What needs to be done →
From the records below, please return each line that holds the word "trunk".
--------------------
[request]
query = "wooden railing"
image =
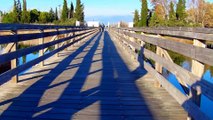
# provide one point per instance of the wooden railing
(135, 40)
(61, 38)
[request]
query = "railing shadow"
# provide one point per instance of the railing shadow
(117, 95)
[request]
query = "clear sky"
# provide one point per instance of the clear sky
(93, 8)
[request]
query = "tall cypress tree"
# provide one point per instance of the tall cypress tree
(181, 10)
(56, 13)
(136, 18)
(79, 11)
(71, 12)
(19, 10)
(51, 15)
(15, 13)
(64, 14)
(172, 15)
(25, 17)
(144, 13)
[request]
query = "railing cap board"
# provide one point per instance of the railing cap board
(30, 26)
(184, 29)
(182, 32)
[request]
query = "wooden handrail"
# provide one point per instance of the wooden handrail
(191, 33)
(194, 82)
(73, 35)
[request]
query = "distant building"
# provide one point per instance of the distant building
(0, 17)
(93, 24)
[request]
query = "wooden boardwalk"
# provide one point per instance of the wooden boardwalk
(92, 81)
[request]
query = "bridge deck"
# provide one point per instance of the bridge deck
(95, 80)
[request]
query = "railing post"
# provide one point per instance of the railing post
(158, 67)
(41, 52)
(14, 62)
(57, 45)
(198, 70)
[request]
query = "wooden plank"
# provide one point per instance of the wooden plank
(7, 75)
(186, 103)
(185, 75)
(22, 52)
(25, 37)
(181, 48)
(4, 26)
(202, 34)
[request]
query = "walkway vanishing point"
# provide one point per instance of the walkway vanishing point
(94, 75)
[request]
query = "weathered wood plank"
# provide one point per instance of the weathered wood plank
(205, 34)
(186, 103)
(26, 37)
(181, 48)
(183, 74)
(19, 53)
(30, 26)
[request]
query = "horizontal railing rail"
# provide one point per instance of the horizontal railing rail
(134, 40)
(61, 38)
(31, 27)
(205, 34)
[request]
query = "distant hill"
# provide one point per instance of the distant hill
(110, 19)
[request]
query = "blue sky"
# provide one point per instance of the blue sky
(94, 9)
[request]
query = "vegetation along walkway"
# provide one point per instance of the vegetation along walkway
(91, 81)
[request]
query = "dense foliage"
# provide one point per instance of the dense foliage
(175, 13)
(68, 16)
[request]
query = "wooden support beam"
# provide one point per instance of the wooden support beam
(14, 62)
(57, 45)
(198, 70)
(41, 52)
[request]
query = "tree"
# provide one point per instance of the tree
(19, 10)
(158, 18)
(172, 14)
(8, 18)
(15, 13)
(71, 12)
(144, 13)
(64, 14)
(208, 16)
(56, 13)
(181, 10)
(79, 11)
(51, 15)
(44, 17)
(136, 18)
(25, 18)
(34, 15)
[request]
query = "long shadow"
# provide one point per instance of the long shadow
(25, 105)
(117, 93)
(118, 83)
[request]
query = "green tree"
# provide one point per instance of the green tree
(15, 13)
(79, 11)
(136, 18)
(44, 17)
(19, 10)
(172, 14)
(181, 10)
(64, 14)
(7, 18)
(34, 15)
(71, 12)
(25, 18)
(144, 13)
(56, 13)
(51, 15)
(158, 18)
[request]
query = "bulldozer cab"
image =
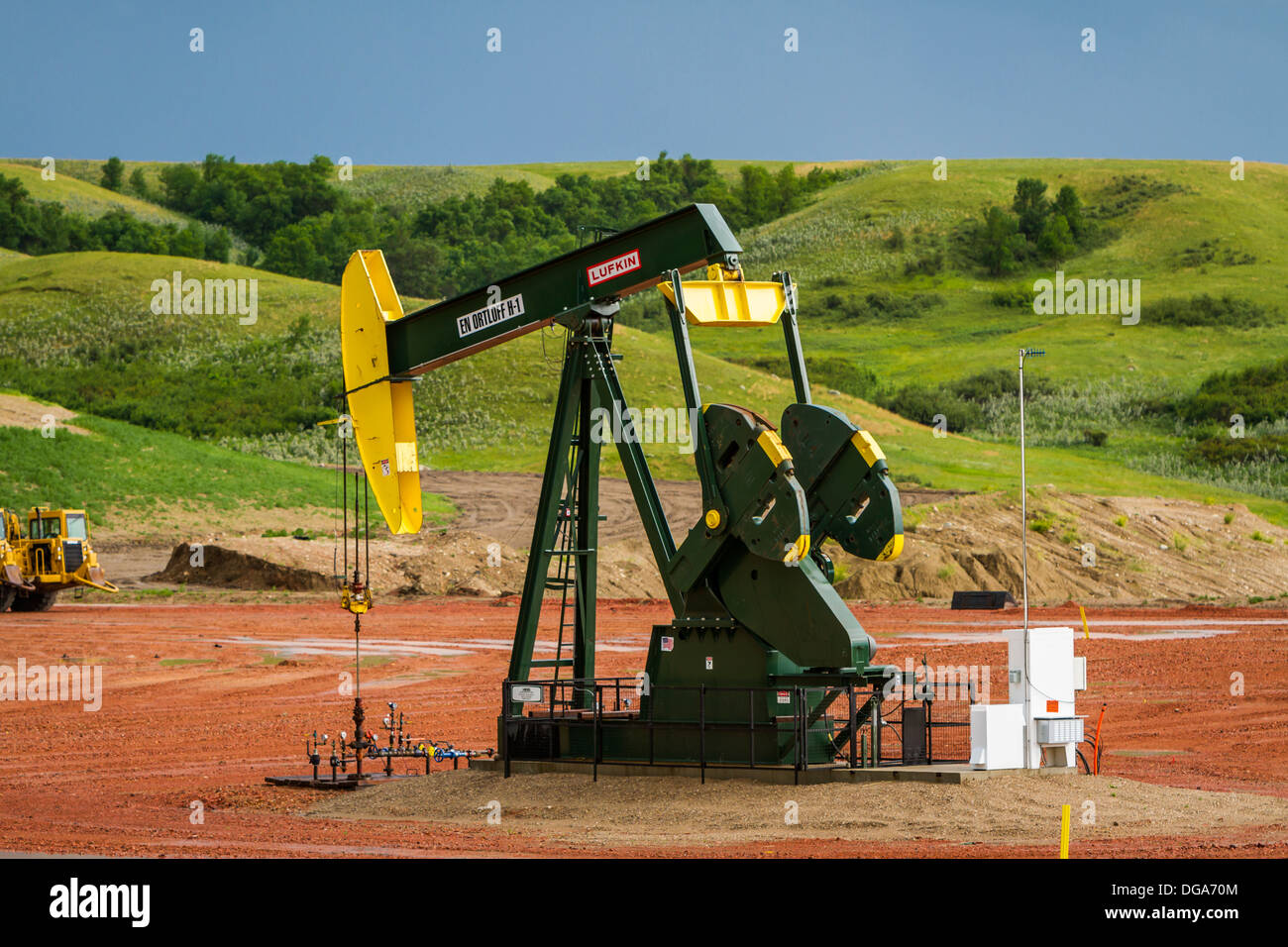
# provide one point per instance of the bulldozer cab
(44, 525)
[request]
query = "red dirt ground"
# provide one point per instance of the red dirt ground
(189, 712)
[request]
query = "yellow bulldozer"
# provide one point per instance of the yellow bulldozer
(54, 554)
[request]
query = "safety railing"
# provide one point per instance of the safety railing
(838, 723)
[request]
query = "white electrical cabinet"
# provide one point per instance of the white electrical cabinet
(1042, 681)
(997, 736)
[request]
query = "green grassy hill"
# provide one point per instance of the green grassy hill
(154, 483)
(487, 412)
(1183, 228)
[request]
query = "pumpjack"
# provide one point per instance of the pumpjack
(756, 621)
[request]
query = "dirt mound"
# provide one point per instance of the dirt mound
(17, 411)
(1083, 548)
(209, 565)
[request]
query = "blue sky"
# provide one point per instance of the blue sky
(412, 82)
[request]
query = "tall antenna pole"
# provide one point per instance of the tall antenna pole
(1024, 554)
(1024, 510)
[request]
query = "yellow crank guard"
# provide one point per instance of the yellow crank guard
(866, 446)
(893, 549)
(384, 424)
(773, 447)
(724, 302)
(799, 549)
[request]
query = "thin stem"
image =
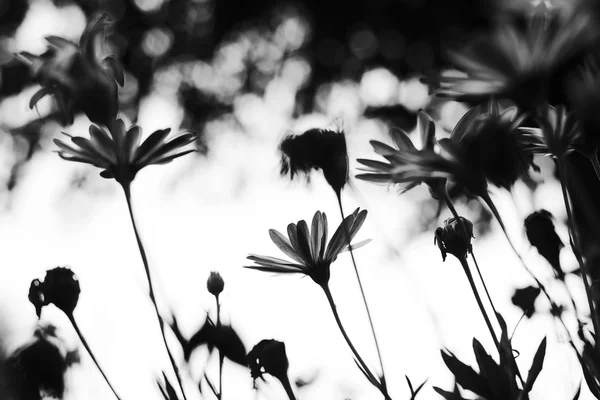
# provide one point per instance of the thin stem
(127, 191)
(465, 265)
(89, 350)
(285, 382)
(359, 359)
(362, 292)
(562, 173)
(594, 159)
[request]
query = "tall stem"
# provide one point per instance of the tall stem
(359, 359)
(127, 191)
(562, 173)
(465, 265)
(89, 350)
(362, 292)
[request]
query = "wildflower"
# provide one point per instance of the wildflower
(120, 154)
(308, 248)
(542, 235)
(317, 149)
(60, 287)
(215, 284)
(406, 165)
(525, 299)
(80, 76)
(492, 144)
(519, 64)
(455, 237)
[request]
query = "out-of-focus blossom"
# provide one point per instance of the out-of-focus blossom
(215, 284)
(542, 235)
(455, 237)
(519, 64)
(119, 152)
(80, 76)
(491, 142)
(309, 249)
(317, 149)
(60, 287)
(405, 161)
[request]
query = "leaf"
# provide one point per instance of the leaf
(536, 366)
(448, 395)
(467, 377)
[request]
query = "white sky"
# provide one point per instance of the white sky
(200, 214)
--------------------
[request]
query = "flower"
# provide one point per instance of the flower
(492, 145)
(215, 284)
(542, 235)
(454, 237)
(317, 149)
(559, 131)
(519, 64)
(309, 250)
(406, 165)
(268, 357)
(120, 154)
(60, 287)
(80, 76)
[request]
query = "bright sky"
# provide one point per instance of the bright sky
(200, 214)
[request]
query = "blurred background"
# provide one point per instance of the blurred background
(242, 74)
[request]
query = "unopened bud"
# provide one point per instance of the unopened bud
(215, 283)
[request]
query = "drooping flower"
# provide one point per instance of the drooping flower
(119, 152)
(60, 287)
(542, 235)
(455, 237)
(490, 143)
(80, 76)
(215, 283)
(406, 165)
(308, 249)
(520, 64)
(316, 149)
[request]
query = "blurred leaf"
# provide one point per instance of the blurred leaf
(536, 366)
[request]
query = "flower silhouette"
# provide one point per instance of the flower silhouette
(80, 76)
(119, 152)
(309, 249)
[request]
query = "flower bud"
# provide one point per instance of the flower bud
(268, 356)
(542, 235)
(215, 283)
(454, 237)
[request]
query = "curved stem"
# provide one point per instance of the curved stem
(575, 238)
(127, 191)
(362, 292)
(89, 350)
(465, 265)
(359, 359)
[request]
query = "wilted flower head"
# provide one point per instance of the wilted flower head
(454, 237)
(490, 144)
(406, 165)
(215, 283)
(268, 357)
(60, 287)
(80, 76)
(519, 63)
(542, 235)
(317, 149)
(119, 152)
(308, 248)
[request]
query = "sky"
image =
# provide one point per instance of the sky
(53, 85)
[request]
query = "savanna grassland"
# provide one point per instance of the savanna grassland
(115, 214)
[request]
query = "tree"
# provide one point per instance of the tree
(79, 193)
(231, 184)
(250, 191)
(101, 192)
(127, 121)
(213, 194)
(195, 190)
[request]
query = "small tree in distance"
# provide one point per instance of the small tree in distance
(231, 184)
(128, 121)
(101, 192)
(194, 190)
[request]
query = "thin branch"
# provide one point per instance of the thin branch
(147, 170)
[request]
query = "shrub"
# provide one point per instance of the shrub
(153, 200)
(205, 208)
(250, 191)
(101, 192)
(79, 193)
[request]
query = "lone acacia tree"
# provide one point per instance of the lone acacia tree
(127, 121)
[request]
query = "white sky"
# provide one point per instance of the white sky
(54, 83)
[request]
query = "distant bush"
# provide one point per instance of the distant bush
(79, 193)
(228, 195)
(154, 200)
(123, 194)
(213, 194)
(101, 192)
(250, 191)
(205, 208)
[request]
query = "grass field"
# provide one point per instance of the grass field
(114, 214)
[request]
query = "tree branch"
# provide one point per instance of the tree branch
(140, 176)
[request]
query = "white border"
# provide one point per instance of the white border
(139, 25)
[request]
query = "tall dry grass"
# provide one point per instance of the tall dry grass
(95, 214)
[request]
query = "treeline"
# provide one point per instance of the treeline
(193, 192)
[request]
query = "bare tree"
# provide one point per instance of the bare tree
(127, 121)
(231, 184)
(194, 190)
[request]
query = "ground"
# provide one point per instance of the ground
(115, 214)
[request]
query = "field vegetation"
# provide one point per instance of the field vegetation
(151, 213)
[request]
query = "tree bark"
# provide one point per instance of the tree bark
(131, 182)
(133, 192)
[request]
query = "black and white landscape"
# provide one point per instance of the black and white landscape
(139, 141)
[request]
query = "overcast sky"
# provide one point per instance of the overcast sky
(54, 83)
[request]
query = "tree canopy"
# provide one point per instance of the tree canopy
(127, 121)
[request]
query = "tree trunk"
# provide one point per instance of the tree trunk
--------------------
Exercise output →
query = "tree trunk"
# provide one point per instance of the tree trunk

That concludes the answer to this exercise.